__Excerpted data__

────────────────────

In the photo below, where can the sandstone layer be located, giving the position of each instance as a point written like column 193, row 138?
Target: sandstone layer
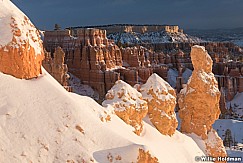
column 21, row 52
column 128, row 104
column 199, row 102
column 161, row 99
column 145, row 157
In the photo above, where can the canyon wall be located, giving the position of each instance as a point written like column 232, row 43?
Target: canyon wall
column 98, row 62
column 129, row 28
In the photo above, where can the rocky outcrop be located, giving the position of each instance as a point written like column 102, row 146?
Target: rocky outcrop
column 199, row 102
column 128, row 104
column 129, row 28
column 56, row 67
column 89, row 55
column 161, row 99
column 21, row 51
column 145, row 157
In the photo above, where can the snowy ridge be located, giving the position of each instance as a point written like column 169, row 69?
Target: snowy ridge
column 16, row 25
column 152, row 38
column 125, row 96
column 157, row 85
column 59, row 126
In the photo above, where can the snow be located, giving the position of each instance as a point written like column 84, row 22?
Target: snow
column 236, row 128
column 12, row 20
column 124, row 97
column 237, row 105
column 39, row 119
column 82, row 89
column 157, row 85
column 152, row 37
column 173, row 74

────────────────────

__Task details__
Across the records, how many lines contain "above"? Only the number should be given.

__Answer box__
4